> **Task to complete**: Will you restate verbatim the lines running from the line with "target: sepia photograph" to the end of the data, leaving out everything else?

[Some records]
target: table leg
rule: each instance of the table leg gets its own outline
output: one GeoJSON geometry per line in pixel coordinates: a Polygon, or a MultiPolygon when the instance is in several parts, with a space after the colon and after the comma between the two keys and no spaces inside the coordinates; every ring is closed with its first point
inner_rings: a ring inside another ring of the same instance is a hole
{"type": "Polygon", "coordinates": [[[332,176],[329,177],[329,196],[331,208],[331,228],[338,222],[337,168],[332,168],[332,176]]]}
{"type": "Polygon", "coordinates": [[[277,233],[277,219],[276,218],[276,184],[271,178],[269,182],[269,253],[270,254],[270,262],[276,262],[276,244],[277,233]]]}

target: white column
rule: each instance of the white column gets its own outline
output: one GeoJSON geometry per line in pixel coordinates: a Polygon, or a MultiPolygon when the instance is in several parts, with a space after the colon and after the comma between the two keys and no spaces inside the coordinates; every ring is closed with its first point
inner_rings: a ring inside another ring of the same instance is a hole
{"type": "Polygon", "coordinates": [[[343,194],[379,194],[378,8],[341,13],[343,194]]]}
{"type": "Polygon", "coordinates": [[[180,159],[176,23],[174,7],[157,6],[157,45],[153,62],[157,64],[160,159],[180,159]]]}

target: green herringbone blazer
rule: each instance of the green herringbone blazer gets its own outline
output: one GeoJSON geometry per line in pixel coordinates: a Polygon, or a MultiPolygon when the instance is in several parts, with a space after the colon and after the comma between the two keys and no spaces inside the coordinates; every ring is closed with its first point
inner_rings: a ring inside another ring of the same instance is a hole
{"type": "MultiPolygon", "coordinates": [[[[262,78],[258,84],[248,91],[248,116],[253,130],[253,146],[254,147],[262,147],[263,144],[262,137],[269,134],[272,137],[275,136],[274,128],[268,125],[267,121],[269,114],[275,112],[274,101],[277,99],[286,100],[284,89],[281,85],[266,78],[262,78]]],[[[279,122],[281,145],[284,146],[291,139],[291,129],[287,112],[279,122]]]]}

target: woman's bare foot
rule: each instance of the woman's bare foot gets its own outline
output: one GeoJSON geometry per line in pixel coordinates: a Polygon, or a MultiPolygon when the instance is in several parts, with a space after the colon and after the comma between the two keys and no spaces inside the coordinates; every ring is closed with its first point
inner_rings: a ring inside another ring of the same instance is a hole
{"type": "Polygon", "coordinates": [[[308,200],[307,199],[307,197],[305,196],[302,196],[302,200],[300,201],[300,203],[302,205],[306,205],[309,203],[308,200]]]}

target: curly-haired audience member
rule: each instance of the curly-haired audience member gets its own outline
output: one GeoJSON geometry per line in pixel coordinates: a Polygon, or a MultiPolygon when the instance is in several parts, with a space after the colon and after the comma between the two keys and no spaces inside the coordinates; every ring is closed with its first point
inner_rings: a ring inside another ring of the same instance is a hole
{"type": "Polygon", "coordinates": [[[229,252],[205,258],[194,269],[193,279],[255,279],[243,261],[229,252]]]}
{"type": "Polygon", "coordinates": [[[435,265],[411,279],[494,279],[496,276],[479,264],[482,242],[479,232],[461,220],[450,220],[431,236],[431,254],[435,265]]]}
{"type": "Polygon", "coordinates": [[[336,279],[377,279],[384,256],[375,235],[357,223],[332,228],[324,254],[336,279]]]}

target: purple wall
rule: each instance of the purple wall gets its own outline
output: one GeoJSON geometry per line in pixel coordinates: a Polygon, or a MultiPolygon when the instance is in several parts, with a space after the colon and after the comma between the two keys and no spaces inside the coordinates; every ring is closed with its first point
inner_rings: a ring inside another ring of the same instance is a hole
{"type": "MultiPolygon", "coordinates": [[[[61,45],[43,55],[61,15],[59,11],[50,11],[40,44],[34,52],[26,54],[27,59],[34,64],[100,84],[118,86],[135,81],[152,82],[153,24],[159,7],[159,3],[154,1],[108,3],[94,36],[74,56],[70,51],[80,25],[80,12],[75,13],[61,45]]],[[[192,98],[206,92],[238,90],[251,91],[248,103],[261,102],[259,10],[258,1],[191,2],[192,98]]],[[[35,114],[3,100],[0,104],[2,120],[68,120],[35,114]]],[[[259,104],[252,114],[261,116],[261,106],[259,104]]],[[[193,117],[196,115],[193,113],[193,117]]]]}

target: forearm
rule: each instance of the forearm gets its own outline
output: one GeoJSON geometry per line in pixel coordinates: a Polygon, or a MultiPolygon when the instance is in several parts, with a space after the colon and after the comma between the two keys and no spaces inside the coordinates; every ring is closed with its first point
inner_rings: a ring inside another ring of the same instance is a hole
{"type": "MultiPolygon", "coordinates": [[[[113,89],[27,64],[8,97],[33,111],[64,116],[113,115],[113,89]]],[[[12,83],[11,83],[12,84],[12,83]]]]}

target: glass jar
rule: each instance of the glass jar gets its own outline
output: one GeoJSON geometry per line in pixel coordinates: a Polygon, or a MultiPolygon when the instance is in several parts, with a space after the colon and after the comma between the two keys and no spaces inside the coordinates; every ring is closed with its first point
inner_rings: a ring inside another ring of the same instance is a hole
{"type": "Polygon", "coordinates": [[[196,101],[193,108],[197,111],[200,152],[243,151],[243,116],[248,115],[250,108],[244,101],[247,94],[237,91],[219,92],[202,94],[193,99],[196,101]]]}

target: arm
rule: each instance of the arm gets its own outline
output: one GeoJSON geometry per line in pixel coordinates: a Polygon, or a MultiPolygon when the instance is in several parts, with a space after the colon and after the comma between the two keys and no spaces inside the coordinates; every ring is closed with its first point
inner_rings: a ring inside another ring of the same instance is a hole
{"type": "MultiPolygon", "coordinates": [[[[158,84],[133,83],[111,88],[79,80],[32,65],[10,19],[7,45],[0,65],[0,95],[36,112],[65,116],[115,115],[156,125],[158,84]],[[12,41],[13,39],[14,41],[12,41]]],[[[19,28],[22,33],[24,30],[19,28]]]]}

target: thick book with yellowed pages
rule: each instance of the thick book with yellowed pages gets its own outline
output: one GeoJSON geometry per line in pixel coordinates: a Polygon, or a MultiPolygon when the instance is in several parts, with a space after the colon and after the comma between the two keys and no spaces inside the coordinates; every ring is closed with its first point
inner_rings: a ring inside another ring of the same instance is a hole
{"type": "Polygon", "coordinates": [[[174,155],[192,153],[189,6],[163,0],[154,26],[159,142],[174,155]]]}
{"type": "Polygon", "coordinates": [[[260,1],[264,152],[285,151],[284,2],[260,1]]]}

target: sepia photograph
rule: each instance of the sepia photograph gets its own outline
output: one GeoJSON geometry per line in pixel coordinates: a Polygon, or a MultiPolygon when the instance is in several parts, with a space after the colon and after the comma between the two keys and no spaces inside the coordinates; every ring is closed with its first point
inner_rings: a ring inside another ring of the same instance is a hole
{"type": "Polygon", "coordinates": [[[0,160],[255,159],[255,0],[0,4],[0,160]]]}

> **Answer in full**:
target: sepia photograph
rule: each instance of the sepia photograph gets its own outline
output: one GeoJSON geometry per line in pixel coordinates: a Polygon, or a MultiPolygon when the instance is in several parts, with a space after the colon and after the comma between the two keys and no spaces inside the coordinates; every ring is closed with its first point
inner_rings: a ring inside another ring of the same instance is a hole
{"type": "Polygon", "coordinates": [[[0,160],[255,159],[255,0],[0,4],[0,160]]]}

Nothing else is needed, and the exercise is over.